Start

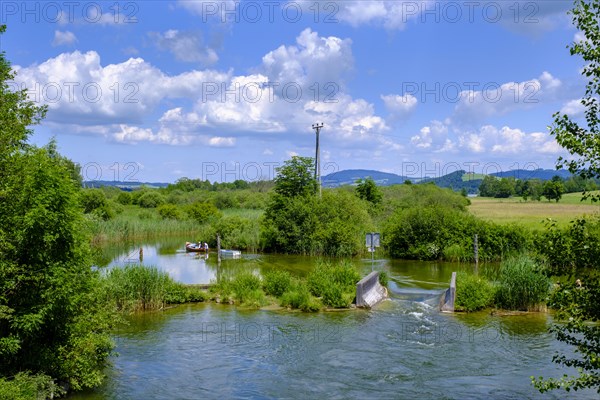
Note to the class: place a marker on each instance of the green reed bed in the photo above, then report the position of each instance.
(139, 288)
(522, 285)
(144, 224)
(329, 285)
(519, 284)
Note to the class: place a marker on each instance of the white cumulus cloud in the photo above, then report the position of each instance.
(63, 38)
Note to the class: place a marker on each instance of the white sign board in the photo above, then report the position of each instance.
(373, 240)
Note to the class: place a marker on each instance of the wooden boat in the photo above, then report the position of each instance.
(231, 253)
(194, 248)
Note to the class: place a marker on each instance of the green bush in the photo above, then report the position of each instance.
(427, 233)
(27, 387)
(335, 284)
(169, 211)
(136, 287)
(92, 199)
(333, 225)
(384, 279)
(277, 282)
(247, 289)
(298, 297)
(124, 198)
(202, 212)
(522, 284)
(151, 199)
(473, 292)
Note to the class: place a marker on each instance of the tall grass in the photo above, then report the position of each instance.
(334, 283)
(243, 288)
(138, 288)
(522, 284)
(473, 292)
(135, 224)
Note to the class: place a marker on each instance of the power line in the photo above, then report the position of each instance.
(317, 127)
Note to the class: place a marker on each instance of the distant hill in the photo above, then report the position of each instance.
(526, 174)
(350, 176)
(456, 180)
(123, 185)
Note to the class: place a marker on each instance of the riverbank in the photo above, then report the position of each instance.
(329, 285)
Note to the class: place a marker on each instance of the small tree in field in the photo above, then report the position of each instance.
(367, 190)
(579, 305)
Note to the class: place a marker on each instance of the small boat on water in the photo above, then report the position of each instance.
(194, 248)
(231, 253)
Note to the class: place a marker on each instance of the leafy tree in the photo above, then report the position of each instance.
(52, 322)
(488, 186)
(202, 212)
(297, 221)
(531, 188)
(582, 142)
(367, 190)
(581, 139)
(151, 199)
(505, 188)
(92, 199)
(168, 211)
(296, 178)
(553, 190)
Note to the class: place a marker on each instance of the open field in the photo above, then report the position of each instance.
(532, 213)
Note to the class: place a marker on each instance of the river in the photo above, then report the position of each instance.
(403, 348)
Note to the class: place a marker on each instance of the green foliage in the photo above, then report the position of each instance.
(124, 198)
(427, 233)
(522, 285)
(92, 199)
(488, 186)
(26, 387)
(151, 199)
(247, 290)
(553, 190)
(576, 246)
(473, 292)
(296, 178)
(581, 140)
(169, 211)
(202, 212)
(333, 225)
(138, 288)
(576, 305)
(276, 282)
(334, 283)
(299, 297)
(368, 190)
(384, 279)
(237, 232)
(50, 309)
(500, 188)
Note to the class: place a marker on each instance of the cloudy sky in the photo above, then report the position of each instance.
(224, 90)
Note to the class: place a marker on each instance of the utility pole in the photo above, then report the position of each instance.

End
Start

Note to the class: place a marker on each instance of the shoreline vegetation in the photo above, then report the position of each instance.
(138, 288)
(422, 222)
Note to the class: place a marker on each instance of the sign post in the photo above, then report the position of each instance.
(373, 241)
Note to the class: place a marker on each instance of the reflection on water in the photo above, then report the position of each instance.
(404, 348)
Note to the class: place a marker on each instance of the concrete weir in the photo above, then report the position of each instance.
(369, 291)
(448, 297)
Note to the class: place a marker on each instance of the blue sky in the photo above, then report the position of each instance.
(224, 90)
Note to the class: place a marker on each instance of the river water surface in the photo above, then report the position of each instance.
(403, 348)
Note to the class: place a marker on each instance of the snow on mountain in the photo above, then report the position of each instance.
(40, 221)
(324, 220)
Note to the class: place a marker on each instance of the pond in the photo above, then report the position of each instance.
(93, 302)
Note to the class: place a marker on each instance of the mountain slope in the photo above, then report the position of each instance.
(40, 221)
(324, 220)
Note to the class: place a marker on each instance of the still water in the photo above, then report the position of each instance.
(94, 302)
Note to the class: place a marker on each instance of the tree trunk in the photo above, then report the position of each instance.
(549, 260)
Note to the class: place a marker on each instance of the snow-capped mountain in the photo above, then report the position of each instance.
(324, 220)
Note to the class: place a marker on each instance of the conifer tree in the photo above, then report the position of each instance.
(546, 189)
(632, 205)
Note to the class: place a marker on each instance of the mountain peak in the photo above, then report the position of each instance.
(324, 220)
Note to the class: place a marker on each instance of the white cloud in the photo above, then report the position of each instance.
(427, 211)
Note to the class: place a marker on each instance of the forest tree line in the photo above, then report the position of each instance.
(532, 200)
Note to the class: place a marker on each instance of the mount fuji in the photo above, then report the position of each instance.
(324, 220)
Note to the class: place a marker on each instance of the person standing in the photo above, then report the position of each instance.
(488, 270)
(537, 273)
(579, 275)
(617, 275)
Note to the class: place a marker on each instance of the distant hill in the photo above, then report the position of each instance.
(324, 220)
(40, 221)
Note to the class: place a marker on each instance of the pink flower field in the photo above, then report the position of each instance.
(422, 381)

End

**REQUIREMENT**.
Lay out as a numbered list the lines between the one containing "of the cloudy" and the one containing "of the utility", inclusive, and leave out any blank lines.

**FULL SOLUTION**.
1. Note to the class: place a marker on each instance of the cloudy sky in the photo above, then report the position of each instance.
2. (224, 90)
3. Note to the class: place a marker on each instance of the utility pole in the photo above, then report the position of each instance.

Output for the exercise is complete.